━━━ TEXT EXTRACT ━━━

# Is Subsonic filter same as a PEQ filter?



## PoorSignal (Jul 23, 2009)

Can you use 1 filter on the BFD to implement a subsonic (high pass) filter?


----------



## ironglen (Mar 4, 2009)

To the best of my knowledge, no. That's why many of us pick up a reckhorn or elemental designs hpf. One (or more) more capable and pricier behringer products can do it along with full range eq capabilities.

Subsonic filter will pass greater than 20hz (usually variable 10-30hz, depending on model) to the sub while peq is typically used to smooth in room response by minimizing peaks or boost nulls in the freq response between 20hz and 20khz.


----------



## PoorSignal (Jul 23, 2009)

Yes I suppose a ssf is more discrete but I think a filter down low maybe can pull down signal enough to avoid damaging the driver also?


----------



## ironglen (Mar 4, 2009)

The bfd has enough cut to do the job, but it can only do >20hz, and not one way. It works as a bandpass filter, such that it affects a designated bandwidth, not as high pass or low pass. Were you to try it, you would attenuate output in freq perhaps 0-40hz, which probably is not what you want for sub use, eh?


----------



## PoorSignal (Jul 23, 2009)

I see, I had thought the BFD can put filter at any hz even below 20
Forget my idea then, I guess I will have to buy a reckhorn.

━━━ DATASET ENTRIES ━━━

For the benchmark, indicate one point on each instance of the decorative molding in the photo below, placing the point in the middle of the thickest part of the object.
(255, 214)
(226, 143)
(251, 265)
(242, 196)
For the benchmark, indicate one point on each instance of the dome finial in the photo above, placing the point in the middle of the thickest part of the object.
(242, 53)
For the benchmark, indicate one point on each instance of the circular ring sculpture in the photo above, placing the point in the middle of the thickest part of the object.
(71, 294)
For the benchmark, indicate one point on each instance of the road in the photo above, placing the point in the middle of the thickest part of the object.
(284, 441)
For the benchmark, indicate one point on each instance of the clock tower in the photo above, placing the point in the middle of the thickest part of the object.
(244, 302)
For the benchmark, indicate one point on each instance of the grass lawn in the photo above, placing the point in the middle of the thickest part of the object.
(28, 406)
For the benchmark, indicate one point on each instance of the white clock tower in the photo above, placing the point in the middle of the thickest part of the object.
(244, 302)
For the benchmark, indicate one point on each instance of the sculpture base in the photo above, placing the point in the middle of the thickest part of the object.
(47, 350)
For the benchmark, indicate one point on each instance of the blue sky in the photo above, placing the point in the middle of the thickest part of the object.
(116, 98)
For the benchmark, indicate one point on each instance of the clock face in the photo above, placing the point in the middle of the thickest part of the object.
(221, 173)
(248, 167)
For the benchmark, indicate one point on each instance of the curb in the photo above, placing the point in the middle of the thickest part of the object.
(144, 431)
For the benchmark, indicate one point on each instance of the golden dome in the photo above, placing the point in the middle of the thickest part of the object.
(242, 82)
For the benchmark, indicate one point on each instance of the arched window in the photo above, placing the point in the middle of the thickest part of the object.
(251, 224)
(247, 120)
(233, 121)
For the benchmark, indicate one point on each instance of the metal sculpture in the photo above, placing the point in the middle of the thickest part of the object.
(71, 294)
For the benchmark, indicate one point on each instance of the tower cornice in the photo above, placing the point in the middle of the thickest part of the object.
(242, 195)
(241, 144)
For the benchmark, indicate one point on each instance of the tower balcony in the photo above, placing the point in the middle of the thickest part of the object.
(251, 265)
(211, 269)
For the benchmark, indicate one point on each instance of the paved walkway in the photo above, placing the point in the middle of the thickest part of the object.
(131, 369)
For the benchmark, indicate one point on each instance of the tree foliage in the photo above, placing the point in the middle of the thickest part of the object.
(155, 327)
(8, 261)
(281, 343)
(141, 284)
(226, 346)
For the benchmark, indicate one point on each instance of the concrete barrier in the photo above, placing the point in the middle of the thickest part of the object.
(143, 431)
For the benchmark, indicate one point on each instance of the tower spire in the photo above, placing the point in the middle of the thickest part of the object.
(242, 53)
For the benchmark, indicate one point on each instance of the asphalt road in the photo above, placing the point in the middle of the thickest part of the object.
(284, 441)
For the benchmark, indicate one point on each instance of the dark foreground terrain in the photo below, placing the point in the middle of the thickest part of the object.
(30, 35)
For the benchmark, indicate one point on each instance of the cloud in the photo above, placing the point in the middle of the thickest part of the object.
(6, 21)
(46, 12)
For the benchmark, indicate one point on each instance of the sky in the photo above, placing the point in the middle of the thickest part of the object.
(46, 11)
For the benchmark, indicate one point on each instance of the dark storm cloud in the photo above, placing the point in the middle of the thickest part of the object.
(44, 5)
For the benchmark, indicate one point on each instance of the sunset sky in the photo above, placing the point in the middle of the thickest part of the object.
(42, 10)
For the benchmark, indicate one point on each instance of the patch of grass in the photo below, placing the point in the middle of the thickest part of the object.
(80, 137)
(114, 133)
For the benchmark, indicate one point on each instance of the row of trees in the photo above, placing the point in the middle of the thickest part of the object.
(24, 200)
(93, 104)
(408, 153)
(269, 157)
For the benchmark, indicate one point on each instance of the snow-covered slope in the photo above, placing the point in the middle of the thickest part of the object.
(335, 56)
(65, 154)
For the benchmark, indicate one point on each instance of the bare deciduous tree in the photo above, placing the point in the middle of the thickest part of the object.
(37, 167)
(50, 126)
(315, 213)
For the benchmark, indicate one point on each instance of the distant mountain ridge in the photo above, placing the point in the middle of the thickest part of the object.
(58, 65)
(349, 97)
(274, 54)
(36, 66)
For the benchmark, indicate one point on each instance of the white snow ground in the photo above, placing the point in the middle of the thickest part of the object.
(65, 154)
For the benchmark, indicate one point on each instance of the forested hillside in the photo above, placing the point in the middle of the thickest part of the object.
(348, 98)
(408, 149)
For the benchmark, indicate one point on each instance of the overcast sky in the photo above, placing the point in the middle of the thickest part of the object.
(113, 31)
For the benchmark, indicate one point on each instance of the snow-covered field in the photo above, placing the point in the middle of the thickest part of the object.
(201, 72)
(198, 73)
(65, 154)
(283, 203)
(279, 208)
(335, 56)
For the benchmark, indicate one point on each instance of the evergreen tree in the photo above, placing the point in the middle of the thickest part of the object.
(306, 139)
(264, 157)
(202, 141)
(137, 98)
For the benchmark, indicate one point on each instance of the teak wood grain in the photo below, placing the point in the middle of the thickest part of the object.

━━━
━━━ DATASET ENTRIES ━━━

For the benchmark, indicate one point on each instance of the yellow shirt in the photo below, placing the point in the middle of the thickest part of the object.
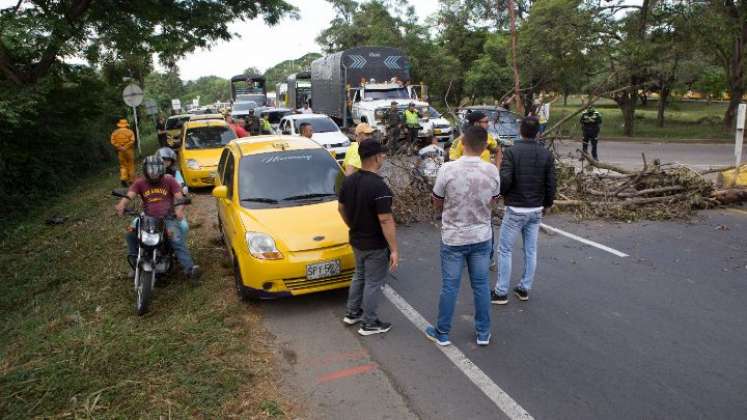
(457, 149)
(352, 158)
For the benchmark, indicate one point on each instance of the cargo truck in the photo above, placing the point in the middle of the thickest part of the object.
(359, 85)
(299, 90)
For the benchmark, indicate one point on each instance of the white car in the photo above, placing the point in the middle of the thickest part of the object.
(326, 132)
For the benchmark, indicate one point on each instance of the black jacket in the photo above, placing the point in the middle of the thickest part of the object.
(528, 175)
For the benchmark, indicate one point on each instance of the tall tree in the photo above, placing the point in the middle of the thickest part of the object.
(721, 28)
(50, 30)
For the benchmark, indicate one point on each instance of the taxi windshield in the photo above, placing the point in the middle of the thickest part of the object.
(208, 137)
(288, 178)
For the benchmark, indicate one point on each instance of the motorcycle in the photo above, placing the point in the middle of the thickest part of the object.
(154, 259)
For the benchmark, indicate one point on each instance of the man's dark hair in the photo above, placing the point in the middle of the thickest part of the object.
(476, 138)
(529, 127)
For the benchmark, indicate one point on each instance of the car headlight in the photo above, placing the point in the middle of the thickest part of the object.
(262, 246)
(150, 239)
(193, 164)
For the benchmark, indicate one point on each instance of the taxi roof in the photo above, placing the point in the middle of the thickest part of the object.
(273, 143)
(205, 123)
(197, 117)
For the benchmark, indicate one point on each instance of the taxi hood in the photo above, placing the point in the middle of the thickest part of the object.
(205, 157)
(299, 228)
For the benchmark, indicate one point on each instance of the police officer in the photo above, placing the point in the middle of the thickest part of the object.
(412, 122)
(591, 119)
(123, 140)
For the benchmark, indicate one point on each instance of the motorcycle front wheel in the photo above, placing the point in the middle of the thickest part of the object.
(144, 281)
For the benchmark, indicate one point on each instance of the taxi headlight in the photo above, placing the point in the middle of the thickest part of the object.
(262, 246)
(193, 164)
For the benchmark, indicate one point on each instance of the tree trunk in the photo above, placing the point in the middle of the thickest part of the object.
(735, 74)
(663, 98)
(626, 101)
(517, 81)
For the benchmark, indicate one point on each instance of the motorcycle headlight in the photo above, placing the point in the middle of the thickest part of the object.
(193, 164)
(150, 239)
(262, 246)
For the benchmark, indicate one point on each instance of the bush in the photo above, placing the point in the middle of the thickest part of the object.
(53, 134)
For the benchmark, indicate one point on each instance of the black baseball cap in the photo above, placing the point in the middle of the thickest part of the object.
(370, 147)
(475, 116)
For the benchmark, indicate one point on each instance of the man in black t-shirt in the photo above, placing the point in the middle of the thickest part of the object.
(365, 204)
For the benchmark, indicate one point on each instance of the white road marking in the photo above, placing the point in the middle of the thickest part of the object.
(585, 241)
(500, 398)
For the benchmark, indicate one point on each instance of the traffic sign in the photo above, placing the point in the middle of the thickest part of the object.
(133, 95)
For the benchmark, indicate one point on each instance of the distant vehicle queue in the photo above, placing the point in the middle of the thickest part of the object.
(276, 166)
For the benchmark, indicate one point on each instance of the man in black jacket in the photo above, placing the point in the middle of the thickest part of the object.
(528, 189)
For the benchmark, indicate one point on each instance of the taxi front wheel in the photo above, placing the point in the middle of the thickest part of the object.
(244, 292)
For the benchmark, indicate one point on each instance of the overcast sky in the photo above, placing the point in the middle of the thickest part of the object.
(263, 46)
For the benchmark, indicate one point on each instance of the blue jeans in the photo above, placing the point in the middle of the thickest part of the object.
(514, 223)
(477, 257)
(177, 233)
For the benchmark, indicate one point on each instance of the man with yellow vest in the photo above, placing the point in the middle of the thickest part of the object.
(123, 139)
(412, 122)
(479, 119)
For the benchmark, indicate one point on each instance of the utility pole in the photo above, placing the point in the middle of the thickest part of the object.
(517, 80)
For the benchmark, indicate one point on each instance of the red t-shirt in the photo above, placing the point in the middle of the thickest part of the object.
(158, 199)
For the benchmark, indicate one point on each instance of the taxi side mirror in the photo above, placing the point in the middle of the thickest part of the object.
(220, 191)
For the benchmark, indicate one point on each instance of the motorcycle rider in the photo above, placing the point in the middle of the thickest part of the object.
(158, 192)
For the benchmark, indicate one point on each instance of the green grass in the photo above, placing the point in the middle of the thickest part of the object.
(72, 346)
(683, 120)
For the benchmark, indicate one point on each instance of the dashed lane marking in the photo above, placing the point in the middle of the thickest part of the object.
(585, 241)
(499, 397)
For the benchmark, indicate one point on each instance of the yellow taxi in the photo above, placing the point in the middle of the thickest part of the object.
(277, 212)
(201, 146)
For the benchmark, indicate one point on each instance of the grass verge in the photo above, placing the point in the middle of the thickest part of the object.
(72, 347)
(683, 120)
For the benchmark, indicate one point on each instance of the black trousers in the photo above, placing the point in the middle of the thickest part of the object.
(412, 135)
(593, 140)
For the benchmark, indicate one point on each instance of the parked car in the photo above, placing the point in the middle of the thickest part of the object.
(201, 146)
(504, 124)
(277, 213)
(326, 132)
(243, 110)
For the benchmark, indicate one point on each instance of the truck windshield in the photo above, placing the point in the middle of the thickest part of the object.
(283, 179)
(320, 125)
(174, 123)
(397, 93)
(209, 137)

━━━

### THE TASKS
A. Rename "hpf" to "high pass filter" in the subsonic filter thread, rewriting the passage that begins at the words "Can you use" and stops after the words "range eq capabilities.".
B. Write the next post in the forum thread on subsonic filters, following its last message.

### ANSWERS FOR THIS EXERCISE
A.
Can you use 1 filter on the BFD to implement a subsonic (high pass) filter?


----------



## ironglen (Mar 4, 2009)

To the best of my knowledge, no. That's why many of us pick up a reckhorn or elemental designs high pass filter. One (or more) more capable and pricier behringer products can do it along with full range eq capabilities.

B.
----------



## Wayne A. Pflughaupt (Apr 13, 2006)

A lot of people seem to be concerned with getting a high pass filter with a DIY sub seemingly as a matterof course. However, in reality you only need one if you are driving the sub to its limits and it's overloading, or perhaps if the amp is clippling trying to generate ultra-low signals that the speaker can't reproduce. If that's not happening, there's no need for one.

Regards,
Wayne


----------



## Moonfly (Aug 1, 2008)

A HPF will not allow anything below it to be output, so with a 20hz cut off, nothing below is played as its all filtered out. A PEQ doesnt do this, it attenuates part of the frequency response, is centred on a specific frequency, and has a width of effective range determined when its set up. If the PEQ has a 20 hz width, and is centered on say 40 hz, then it will apply the cut at 40 hz, and the effect lessens either side of the attenuation, in this case 10 hz either side of the centre point of the cut. In this case the PEQ would be having little to no effect on sub 30hz tones, and these could still hurt your driver.

You could implement the BFD's PEQ to act as protection to your driver as a pseudo HPF, but if might have negative side effects. IIRC, the lowest you can go with its PEQ filters is 20 hz.

A wayne says, the HPF might not be needed depending on your subs design. I run my DIY sub with no HPF and Ive never had any issue with it whats so ever.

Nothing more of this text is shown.